PASSAGE TO READ
########################################

The Notes will bear interest (i) from and including September 15, 2023 to, but excluding September 15, 2028 (the “First Reset Date”), at an annual rate of 7.125%, and (ii) from and including September 15, 2028, during each Reset Period (as defined herein), at an annual rate equal to the Five-year U.S. Treasury Rate (as defined herein) as of the most recent Reset Interest Determination Date (as defined herein) plus a spread of 3.533%, to be reset on each Reset Date (as defined herein). Interest will be payable semi-annually in arrears on March 15 and September 15 of each year (each, an “Interest Payment Date”), beginning on March 15, 2024. Such interest payments will be made to the persons in whose names the Notes are registered at the close of business on the Business Day immediately preceding such Interest Payment Date if the Notes are in book-entry only form (or on the 15th calendar day preceding such Interest Payment Date if the Notes are not in book-entry only form) (whether or not a Business Day), provided that interest payable at maturity or on a redemption date will be paid to the person to whom principal is payable.

 

 

 

 

The applicable interest rate for each Reset Period will be determined by the Calculation Agent (as defined herein), as of the applicable Reset Interest Determination Date. Promptly upon such determination, the Calculation Agent will notify the Company of the interest rate for the Reset Period and the Company will promptly notify, or cause the Calculation Agent to promptly notify, the Trustee and Paying Agent of such interest rate. The Calculation Agent’s determination of any interest rate and its calculation of the amount of interest beginning on or after the First Reset Date will be on file at the Company’s principal offices, will be made available to any Holder or beneficial owner of the Notes upon request, and will be final and binding in the absence of manifest error.

########################################

DATASET RECORDS
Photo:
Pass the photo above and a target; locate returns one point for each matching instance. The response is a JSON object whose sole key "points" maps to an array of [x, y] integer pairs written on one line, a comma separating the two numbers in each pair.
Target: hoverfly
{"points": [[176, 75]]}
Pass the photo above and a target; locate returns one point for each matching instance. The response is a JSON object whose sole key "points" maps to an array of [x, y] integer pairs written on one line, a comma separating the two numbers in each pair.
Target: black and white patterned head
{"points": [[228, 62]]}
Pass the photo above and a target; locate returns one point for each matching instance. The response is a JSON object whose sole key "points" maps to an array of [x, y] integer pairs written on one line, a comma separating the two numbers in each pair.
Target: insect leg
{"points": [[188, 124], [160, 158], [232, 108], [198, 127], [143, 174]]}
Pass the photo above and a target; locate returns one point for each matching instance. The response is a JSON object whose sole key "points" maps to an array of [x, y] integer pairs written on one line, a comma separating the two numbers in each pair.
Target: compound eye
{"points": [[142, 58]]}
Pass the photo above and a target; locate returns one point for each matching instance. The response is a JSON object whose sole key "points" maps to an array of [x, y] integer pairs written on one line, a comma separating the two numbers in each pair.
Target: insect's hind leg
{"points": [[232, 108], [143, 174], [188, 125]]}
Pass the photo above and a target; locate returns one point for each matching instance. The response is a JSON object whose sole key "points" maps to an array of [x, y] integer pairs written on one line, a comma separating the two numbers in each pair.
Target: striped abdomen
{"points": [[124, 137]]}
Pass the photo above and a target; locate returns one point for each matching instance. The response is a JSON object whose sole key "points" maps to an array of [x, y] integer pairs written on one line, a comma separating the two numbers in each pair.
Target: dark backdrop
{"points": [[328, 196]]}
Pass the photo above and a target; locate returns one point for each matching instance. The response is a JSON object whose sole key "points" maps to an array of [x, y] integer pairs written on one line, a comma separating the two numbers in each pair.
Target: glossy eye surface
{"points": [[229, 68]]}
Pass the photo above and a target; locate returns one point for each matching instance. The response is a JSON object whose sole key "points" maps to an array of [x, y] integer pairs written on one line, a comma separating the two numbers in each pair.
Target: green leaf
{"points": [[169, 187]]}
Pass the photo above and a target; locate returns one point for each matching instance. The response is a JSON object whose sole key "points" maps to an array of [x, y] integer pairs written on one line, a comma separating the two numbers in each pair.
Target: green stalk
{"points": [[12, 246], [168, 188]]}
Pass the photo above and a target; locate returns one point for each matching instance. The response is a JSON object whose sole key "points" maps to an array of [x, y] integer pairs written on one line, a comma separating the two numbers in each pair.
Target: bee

########################################

REQUIREMENT
Retype the passage above about interest on the Notes in full, word for word.

FINISHED TASK
The Notes will bear interest (i) from and including September 15, 2023 to, but excluding September 15, 2028 (the “First Reset Date”), at an annual rate of 7.125%, and (ii) from and including September 15, 2028, during each Reset Period (as defined herein), at an annual rate equal to the Five-year U.S. Treasury Rate (as defined herein) as of the most recent Reset Interest Determination Date (as defined herein) plus a spread of 3.533%, to be reset on each Reset Date (as defined herein). Interest will be payable semi-annually in arrears on March 15 and September 15 of each year (each, an “Interest Payment Date”), beginning on March 15, 2024. Such interest payments will be made to the persons in whose names the Notes are registered at the close of business on the Business Day immediately preceding such Interest Payment Date if the Notes are in book-entry only form (or on the 15th calendar day preceding such Interest Payment Date if the Notes are not in book-entry only form) (whether or not a Business Day), provided that interest payable at maturity or on a redemption date will be paid to the person to whom principal is payable.

 

 

 

 

The applicable interest rate for each Reset Period will be determined by the Calculation Agent (as defined herein), as of the applicable Reset Interest Determination Date. Promptly upon such determination, the Calculation Agent will notify the Company of the interest rate for the Reset Period and the Company will promptly notify, or cause the Calculation Agent to promptly notify, the Trustee and Paying Agent of such interest rate. The Calculation Agent’s determination of any interest rate and its calculation of the amount of interest beginning on or after the First Reset Date will be on file at the Company’s principal offices, will be made available to any Holder or beneficial owner of the Notes upon request, and will be final and binding in the absence of manifest error.